EXTRAIT CHOISI =
++++++++++++++++++++

De manière générale, la crise du capitalisme pousse le patronat à rogner plus ou moins largement sur toutes les dépenses qui ne servent pas directement à accroître la rentabilité de leurs investissements. Autrement dit, il doit transférer le poids de la crise sur les épaules des salariés, des jeunes, des retraités et des chômeurs. La dette publique (1000 milliards d’euros) atteint des proportions vertigineuses qui alimentent les plus vives inquiétudes dans les milieux patronaux. Pour restaurer un certain équilibre budgétaire tout en sauvegardant les marges de profits des capitalistes, le gouvernement doit entreprendre la mise en pièce de tous les budgets sociaux. Tel était le but de la « réforme » des retraites, tel est le but de la « réforme » de la Sécu - et telle est la ligne générale de la politique gouvernementale.
Nous devons défendre la sécurité sociale, faire obstacle à sa privatisation et, en général, à la destruction de tous nos acquis sociaux. Mais tous ceux qui veulent mener cette lutte doivent également comprendre que, dans le contexte actuel, le gouvernement Raffarin, malgré sa faiblesse, ne reculera pas facilement. Le mouvement de mai et juin dernier a prouvé que des journées de manifestations - mêmes massives - et de grèves partielles ne suffiront pas à le faire reculer.
Il est désormais indispensable que nos directions syndicales organisent la mobilisation la plus large des salariés du privé et du public dans un mouvement de grève, à commencer par exemple par une grève de 24 heures. Une grève générale de 24 heures, certes, ne suffirait sans doute pas à faire plier Raffarin et Douste Blazy. Mais elle constituerait une première étape dans la mise en place d’un front syndical massif contre la politique réactionnaire du gouvernement. Elle aurait un effet positif sur la conscience qu’ont les travailleurs de leur propre puissance sociale et de leur capacité à lutter. Le résultat des élections régionales a montré l’ampleur du mécontentement à l’égard du gouvernement. Il est temps de lui donner une expression sur le plan syndical !

++++++++++++++++++++

MATÉRIEL FOURNI =
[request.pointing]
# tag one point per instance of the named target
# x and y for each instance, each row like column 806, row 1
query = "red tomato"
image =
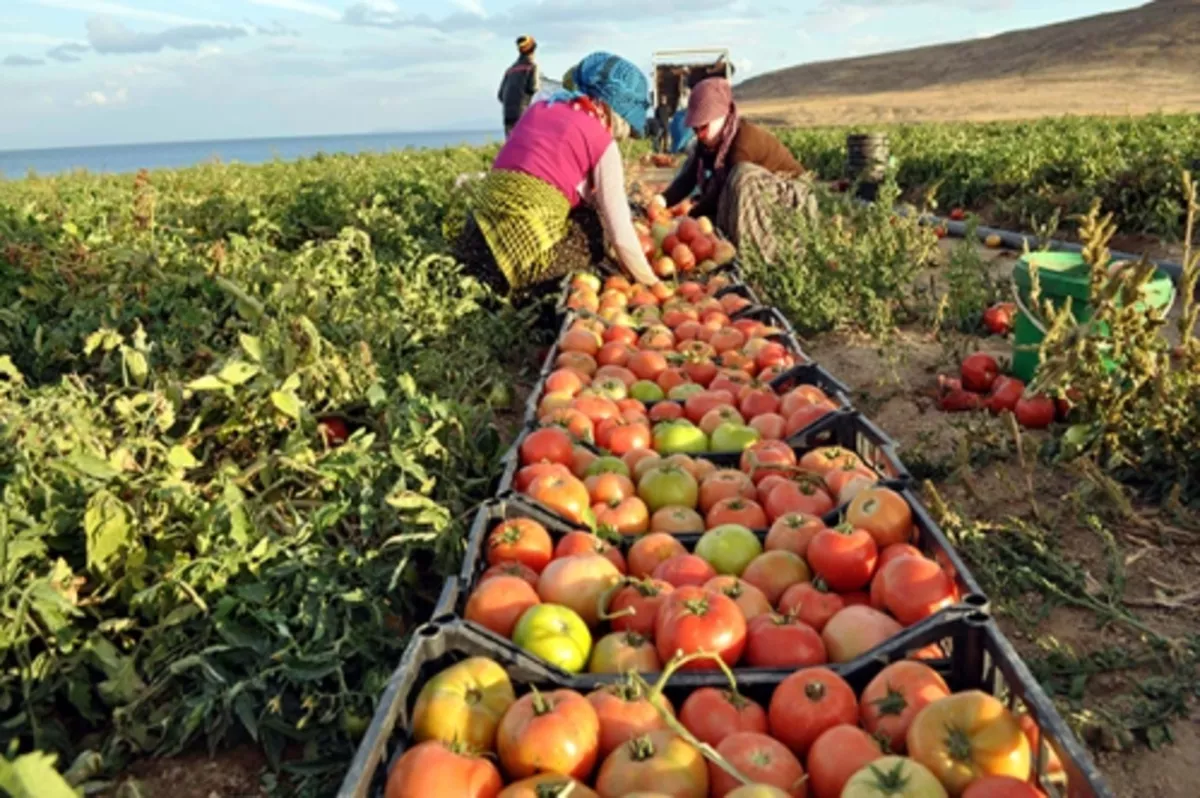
column 635, row 606
column 432, row 769
column 549, row 732
column 838, row 754
column 783, row 641
column 894, row 697
column 1035, row 412
column 979, row 371
column 520, row 540
column 694, row 619
column 807, row 703
column 844, row 557
column 713, row 714
column 811, row 603
column 684, row 570
column 760, row 759
column 547, row 445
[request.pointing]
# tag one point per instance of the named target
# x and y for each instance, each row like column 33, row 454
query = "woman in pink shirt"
column 557, row 189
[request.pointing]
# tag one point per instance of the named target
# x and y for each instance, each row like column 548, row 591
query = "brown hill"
column 1128, row 61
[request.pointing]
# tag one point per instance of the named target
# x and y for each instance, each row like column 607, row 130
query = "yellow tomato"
column 966, row 736
column 463, row 703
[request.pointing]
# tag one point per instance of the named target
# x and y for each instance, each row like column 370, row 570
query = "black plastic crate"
column 979, row 658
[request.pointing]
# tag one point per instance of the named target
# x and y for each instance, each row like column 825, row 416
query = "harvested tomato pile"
column 706, row 574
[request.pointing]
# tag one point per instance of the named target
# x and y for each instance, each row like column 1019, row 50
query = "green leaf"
column 238, row 372
column 252, row 347
column 287, row 403
column 208, row 383
column 180, row 457
column 107, row 528
column 33, row 775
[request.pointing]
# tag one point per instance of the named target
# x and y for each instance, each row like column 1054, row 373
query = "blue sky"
column 82, row 72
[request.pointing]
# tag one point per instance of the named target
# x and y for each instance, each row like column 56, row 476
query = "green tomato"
column 607, row 465
column 679, row 437
column 645, row 390
column 732, row 436
column 682, row 391
column 729, row 549
column 669, row 486
column 556, row 634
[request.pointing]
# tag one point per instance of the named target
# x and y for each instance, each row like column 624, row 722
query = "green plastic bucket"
column 1065, row 279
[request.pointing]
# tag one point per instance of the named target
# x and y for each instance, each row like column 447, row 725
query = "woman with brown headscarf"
column 743, row 172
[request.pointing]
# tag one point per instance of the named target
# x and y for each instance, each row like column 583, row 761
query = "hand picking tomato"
column 659, row 761
column 893, row 699
column 433, row 769
column 760, row 759
column 967, row 736
column 693, row 619
column 463, row 703
column 555, row 732
column 808, row 703
column 837, row 756
column 979, row 371
column 713, row 714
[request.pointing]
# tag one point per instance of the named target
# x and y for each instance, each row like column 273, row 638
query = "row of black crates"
column 969, row 639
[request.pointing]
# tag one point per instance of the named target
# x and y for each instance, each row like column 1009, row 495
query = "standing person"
column 742, row 171
column 558, row 185
column 663, row 123
column 520, row 83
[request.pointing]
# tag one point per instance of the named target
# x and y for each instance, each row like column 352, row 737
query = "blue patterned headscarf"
column 613, row 81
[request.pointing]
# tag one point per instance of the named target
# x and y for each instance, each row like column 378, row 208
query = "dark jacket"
column 753, row 144
column 517, row 88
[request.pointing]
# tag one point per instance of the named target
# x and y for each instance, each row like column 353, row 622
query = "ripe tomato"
column 649, row 551
column 684, row 570
column 635, row 606
column 894, row 697
column 694, row 619
column 713, row 714
column 658, row 761
column 520, row 540
column 497, row 604
column 807, row 703
column 793, row 532
column 1002, row 787
column 563, row 493
column 577, row 582
column 738, row 510
column 844, row 557
column 811, row 603
column 547, row 445
column 1035, row 412
column 585, row 543
column 967, row 736
column 856, row 630
column 435, row 768
column 463, row 703
column 621, row 652
column 760, row 759
column 979, row 371
column 783, row 641
column 882, row 513
column 510, row 569
column 549, row 732
column 913, row 588
column 837, row 755
column 624, row 713
column 774, row 571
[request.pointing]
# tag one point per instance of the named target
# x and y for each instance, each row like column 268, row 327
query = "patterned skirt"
column 751, row 198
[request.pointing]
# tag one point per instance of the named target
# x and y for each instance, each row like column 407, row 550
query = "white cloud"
column 301, row 7
column 100, row 99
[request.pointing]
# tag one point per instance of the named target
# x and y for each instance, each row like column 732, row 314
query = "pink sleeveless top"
column 557, row 144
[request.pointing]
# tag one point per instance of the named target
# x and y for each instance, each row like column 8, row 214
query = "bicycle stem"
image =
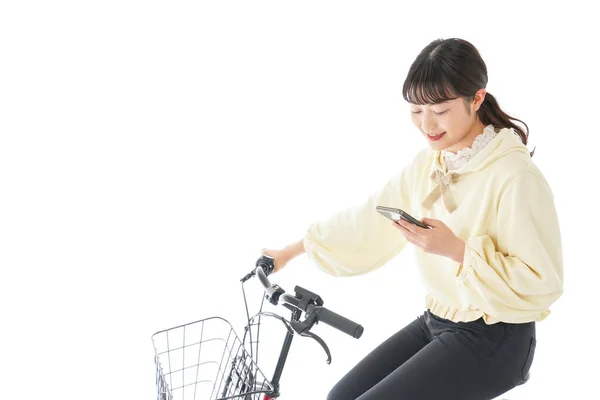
column 285, row 349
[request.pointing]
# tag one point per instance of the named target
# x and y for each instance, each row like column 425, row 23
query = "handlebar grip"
column 337, row 321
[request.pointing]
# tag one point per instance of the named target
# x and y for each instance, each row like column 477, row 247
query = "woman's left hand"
column 438, row 240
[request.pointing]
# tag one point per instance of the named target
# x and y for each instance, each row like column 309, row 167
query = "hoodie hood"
column 505, row 141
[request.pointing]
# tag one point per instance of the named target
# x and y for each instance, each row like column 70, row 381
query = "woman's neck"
column 467, row 140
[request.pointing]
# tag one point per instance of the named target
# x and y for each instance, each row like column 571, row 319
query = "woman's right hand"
column 280, row 258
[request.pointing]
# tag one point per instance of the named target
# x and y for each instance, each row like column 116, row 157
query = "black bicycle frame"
column 285, row 349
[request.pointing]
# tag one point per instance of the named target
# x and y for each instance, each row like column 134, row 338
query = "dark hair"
column 450, row 68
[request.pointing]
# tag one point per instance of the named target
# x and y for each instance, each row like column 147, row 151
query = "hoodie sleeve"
column 359, row 239
column 521, row 274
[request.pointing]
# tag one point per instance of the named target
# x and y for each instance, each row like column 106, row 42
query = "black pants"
column 435, row 358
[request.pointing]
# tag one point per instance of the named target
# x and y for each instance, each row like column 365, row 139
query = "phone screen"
column 396, row 214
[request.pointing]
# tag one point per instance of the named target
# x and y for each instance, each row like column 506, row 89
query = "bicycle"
column 220, row 366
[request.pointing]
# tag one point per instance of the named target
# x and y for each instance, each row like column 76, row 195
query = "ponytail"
column 490, row 113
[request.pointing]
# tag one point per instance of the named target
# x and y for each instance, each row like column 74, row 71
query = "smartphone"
column 396, row 214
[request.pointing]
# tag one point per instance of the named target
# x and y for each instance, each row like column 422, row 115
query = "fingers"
column 413, row 228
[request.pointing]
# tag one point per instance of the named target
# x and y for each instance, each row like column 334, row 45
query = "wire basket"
column 206, row 360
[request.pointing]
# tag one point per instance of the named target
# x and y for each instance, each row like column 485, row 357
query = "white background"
column 149, row 150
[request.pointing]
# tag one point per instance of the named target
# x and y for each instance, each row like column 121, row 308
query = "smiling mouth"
column 435, row 137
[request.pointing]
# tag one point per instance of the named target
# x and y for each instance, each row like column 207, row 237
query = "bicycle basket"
column 206, row 360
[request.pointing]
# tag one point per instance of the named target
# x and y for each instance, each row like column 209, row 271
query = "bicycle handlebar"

++++++++++++++++++++

SÉRIE D'EXERCICES =
1) Recopiez le passage du texte sur la défense de la Sécurité sociale qui commence à « Il est désormais » et s'achève à « plan syndical ! ».
2) Poursuivez le texte sur la défense de la Sécurité sociale à partir de l'endroit où il s'arrête.

CORRIGÉ =
1)
Il est désormais indispensable que nos directions syndicales organisent la mobilisation la plus large des salariés du privé et du public dans un mouvement de grève, à commencer par exemple par une grève de 24 heures. Une grève générale de 24 heures, certes, ne suffirait sans doute pas à faire plier Raffarin et Douste Blazy. Mais elle constituerait une première étape dans la mise en place d’un front syndical massif contre la politique réactionnaire du gouvernement. Elle aurait un effet positif sur la conscience qu’ont les travailleurs de leur propre puissance sociale et de leur capacité à lutter. Le résultat des élections régionales a montré l’ampleur du mécontentement à l’égard du gouvernement. Il est temps de lui donner une expression sur le plan syndical !

2)
Enfin, tout en appuyant énergiquement la mobilisation syndicale des salariés, le PS et le PCF devraient rompre une fois pour toute avec l’approche réformiste qui consiste à tenter de trouver des solutions durables aux problèmes de la jeunesse et des travailleurs sans remettre en cause le système capitaliste, qui en est pourtant le seul et unique responsable. Dans le domaine de la sécurité sociale, les partis de gauche devraient non seulement s’opposer à la privatisation rampante de ce secteur, mais également défendre un programme audacieux d’élargissement de la sphère publique. Toutes les entreprises privées qui font des profits sur le dos des malades - mutuelles, assurances, cliniques, entreprises pharmaceutiques - devraient être intégrées au système de santé publique. Coordonné à un plan massif de formation et d’embauche de personnel médical, un tel programme permettrait, non seulement de « sauver » la Sécu, mais d’améliorer sensiblement le niveau de santé publique.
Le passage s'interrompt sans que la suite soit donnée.